::: Provided passage :::

One of the things I have been trying to figure out is what the function of this loggia is. The arched portico structure is open on three sides, only connected to the facade of the chapel. We can think of it in line with the loggia at the Innocenti, one of Brunelleschi’s earliest known works, yet it is not nearly as functional. (Click here for an article about the function of the loggia as an architectural element, and here for a story of the Innocenti as an institution.) Rain enters under the front and sides of the loggia so that you only stay dry in its middle. While you can walk around the rest of the cloister and keep dry under its arches, the Pazzi Chapel loggia does not connect to the other coverings. So what was it for?
While the shape of this structure is “Brunelleschian”, it is hard to imagine the master of purity ordering something so highly sculpted (though within any artist’s career there is a lot of room for variation). Standing under the loggia, there are two barrel vaults in the central bay that have high-relief rosettes set between acanthus bands sculpted in pietra serena. The central cupoletta is totally encrusted by maiolica flowers by Luca della Robbia, with the patron’s coat of arms at the centre (meaning it can’t date to after the Pazzi Conspiracy of 1478). St. Andrew sits in a tondo above the door, two flying angels hold a medallion below there, and there is a row of terracotta cherubim along a frieze above the columns. The facade hasn’t been spared either; the cherubim motif is carried on there but carved in pietra serena, and architectural details divide up a flat area into what Paul Barolsky has interpreted as crosses (in reference to the name of the whole church). Above here is a strange little opening with a slanted roof that you might think was a functional balcony, but it’s not. It’s like someone wanted to make a textbook of all the decorations most common to the 15th century. And with all the record-keeping and storytelling of the Renaissance, we don’t know who did it.

:::

What you will do = Reproduce the passage about the Pazzi Chapel loggia word for word, in full.

::: Information :::

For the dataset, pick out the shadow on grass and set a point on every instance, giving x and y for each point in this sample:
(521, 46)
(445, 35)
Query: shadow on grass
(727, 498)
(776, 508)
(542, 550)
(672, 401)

:::

Completed exercise =
One of the things I have been trying to figure out is what the function of this loggia is. The arched portico structure is open on three sides, only connected to the facade of the chapel. We can think of it in line with the loggia at the Innocenti, one of Brunelleschi’s earliest known works, yet it is not nearly as functional. (Click here for an article about the function of the loggia as an architectural element, and here for a story of the Innocenti as an institution.) Rain enters under the front and sides of the loggia so that you only stay dry in its middle. While you can walk around the rest of the cloister and keep dry under its arches, the Pazzi Chapel loggia does not connect to the other coverings. So what was it for?
While the shape of this structure is “Brunelleschian”, it is hard to imagine the master of purity ordering something so highly sculpted (though within any artist’s career there is a lot of room for variation). Standing under the loggia, there are two barrel vaults in the central bay that have high-relief rosettes set between acanthus bands sculpted in pietra serena. The central cupoletta is totally encrusted by maiolica flowers by Luca della Robbia, with the patron’s coat of arms at the centre (meaning it can’t date to after the Pazzi Conspiracy of 1478). St. Andrew sits in a tondo above the door, two flying angels hold a medallion below there, and there is a row of terracotta cherubim along a frieze above the columns. The facade hasn’t been spared either; the cherubim motif is carried on there but carved in pietra serena, and architectural details divide up a flat area into what Paul Barolsky has interpreted as crosses (in reference to the name of the whole church). Above here is a strange little opening with a slanted roof that you might think was a functional balcony, but it’s not. It’s like someone wanted to make a textbook of all the decorations most common to the 15th century. And with all the record-keeping and storytelling of the Renaissance, we don’t know who did it.